===== QUOTED PASSAGE =====
India on Tuesday confirmed the death of an Indian student in the eastern Ukrainian city of Kharkiv

India calls in Russian, Ukranian envoys after student killed in Kharkiv shelling

India on Tuesday confirmed the death of an Indian student in the eastern Ukrainian city of Kharkiv, which has been hit by intense shelling, and demanded that Russia and Ukraine provide safe passage to its nationals stranded in conflict zones.

The Indian side reiterated its demand to Russia and Ukraine for safety and safe passage for Indian nationals caught up in conflict zones, mostly in eastern and southern Ukraine. The demand was first made by foreign secretary Harsh Vardhan Shringla during separate meetings with the Russian and Ukrainian envoys on Sunday.

Before the official confirmation, several Indian students in Kharkiv had posted on social media that a student, believed to be from Karnataka, died when he went to buy food. Several videos posted on social media showed the shelling of different locations in Kharkiv, including an area near Kharkiv National Medical University (KNMU), which has numerous Indian students.

There are varying estimates of the total number of Indian students in Kharkiv, ranging from 2,000 to 4,000. Indian and other foreigners have been unable to leave most cities in eastern Ukraine, including Kharkiv and Sumy, since the country's airspace was closed on February 24.

Rail and public transport services have also been disrupted in the eastern region.

People familiar with developments described the deteriorating situation in Kharkiv as a matter of grave concern. "We had already taken up with the Russian and Ukrainian embassies the pressing requirement of safe passage for Indian nationals, including students, from Kharkiv and other cities in conflict zones," one of the people said.
===== SUPPLIED MATERIAL =====
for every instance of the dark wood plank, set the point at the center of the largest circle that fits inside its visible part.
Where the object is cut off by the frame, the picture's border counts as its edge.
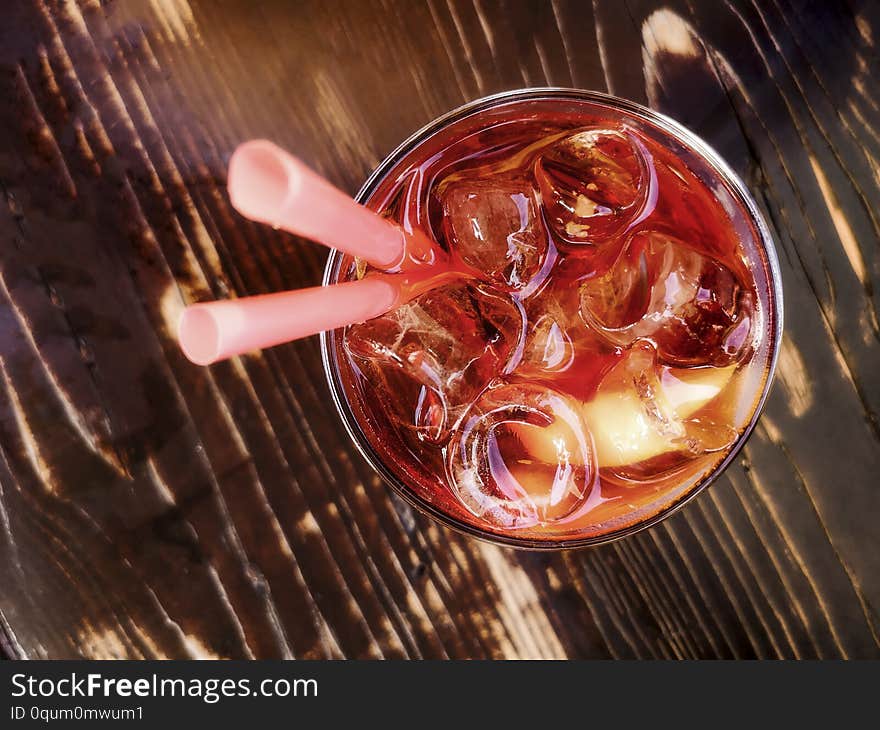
(151, 508)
=====
ACTIVITY:
Print the whole news report on the Indian student killed in Kharkiv shelling exactly as it appears above the lines.

ANSWER FOR THIS EXERCISE:
India on Tuesday confirmed the death of an Indian student in the eastern Ukrainian city of Kharkiv

India calls in Russian, Ukranian envoys after student killed in Kharkiv shelling

India on Tuesday confirmed the death of an Indian student in the eastern Ukrainian city of Kharkiv, which has been hit by intense shelling, and demanded that Russia and Ukraine provide safe passage to its nationals stranded in conflict zones.

The Indian side reiterated its demand to Russia and Ukraine for safety and safe passage for Indian nationals caught up in conflict zones, mostly in eastern and southern Ukraine. The demand was first made by foreign secretary Harsh Vardhan Shringla during separate meetings with the Russian and Ukrainian envoys on Sunday.

Before the official confirmation, several Indian students in Kharkiv had posted on social media that a student, believed to be from Karnataka, died when he went to buy food. Several videos posted on social media showed the shelling of different locations in Kharkiv, including an area near Kharkiv National Medical University (KNMU), which has numerous Indian students.

There are varying estimates of the total number of Indian students in Kharkiv, ranging from 2,000 to 4,000. Indian and other foreigners have been unable to leave most cities in eastern Ukraine, including Kharkiv and Sumy, since the country's airspace was closed on February 24.

Rail and public transport services have also been disrupted in the eastern region.

People familiar with developments described the deteriorating situation in Kharkiv as a matter of grave concern. "We had already taken up with the Russian and Ukrainian embassies the pressing requirement of safe passage for Indian nationals, including students, from Kharkiv and other cities in conflict zones," one of the people said.